Written task A:
Answer these questions about the news report on the State Bank of Pakistan's amended prudential regulations:
(i) On what date was the report published?
(ii) Above what exposure limit must banks/DFIs obtain a copy of a borrower's audited financial statement?
(iii) Under which program must a firm of Chartered Accountants have received a satisfactory rating to audit a public limited company borrower whose exposure exceeds Rs 500 million?
Written task B: Which kinds of company does the report on the State Bank of Pakistan's amended prudential regulations name?
Written task C: Resume the report on the State Bank of Pakistan's amended prudential regulations from where it stops.

Reading text:
▬▬▬▬▬▬▬▬▬▬

SBP amends banking prudential regulations
Thursday, February 12, 2009
The State Bank of Pakistan has set new code for the obtaining of financial statement from borrowers with following changes in prudential regulations;
- Banks /DFIs are required to obtain copy of audited financial statement of every borrower, which is a limited company, or where the exposure limit exceeds Rs 10 million.
- Banks/DFIs may also accept a copy of financial statement duly audited/certified by a practising Cost and Management Accountant in case of a borrower other than a public company or a private company, which is a subsidiary of a public company.
- If the borrower is a public limited company and exposure exceeds Rs 500 million, banks/DFIs should obtain the financial statement duly audited by a firm of Chartered Accountants which has received satisfactory rating under the Quality Control Review (QCR) Program of the Institute of Chartered Accountants of Pakistan.

▬▬▬▬▬▬▬▬▬▬

Records provided:
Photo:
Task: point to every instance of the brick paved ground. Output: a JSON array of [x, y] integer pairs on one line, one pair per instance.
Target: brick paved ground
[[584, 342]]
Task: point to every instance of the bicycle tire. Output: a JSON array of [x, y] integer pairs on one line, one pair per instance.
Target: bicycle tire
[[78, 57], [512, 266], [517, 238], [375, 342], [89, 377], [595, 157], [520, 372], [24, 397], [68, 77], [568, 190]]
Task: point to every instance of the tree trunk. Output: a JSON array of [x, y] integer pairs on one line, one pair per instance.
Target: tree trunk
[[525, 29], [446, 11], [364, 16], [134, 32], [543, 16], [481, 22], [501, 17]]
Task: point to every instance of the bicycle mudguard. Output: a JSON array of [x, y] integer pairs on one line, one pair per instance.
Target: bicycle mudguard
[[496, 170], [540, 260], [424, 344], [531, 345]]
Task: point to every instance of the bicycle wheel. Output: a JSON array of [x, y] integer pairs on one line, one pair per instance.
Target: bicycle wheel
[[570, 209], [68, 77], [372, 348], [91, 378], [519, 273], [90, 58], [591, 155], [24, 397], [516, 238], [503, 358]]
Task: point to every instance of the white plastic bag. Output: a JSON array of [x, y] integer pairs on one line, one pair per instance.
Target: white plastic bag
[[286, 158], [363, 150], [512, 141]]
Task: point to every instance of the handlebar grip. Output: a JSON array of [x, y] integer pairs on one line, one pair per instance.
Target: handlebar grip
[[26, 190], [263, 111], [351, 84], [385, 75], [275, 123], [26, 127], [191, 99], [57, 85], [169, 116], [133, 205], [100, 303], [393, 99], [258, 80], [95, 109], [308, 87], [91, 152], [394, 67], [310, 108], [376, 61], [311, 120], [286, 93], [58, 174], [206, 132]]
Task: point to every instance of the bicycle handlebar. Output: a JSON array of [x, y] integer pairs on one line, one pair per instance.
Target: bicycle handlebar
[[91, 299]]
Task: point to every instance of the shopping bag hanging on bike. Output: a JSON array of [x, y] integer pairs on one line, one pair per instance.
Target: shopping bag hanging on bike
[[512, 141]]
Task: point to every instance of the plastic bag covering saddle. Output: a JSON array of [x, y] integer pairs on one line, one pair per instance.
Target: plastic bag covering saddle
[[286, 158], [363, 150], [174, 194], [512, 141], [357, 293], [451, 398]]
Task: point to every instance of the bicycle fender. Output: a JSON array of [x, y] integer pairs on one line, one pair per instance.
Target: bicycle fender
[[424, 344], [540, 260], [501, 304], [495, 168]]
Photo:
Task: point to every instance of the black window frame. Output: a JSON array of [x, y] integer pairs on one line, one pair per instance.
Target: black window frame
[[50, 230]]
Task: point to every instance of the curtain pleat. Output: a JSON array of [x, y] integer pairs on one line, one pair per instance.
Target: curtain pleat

▬▬▬▬▬▬▬▬▬▬

Exercise result A:
(i) Thursday, February 12, 2009
(ii) Rs 10 million
(iii) The Quality Control Review (QCR) Program of the Institute of Chartered Accountants of Pakistan

Exercise result B:
- Limited company
- Public company
- Private company
- Public limited company

Exercise result C:
- Subsequently, if the firm's rating is downgraded in QCR program, then the financial statements of such borrowers are audited in the subsequent year by a firm having satisfactory rating under QCR.
- Banks/DFIs may waive the requirement of obtaining copy of financial statements when the exposure net of liquid assets does not exceed the limit of Rs 10 million.
- Financial statements signed by the borrower will suffice where the exposure is fully secured by liquid assets.
- This amendment in the regulation will be applicable after December 31, 2009.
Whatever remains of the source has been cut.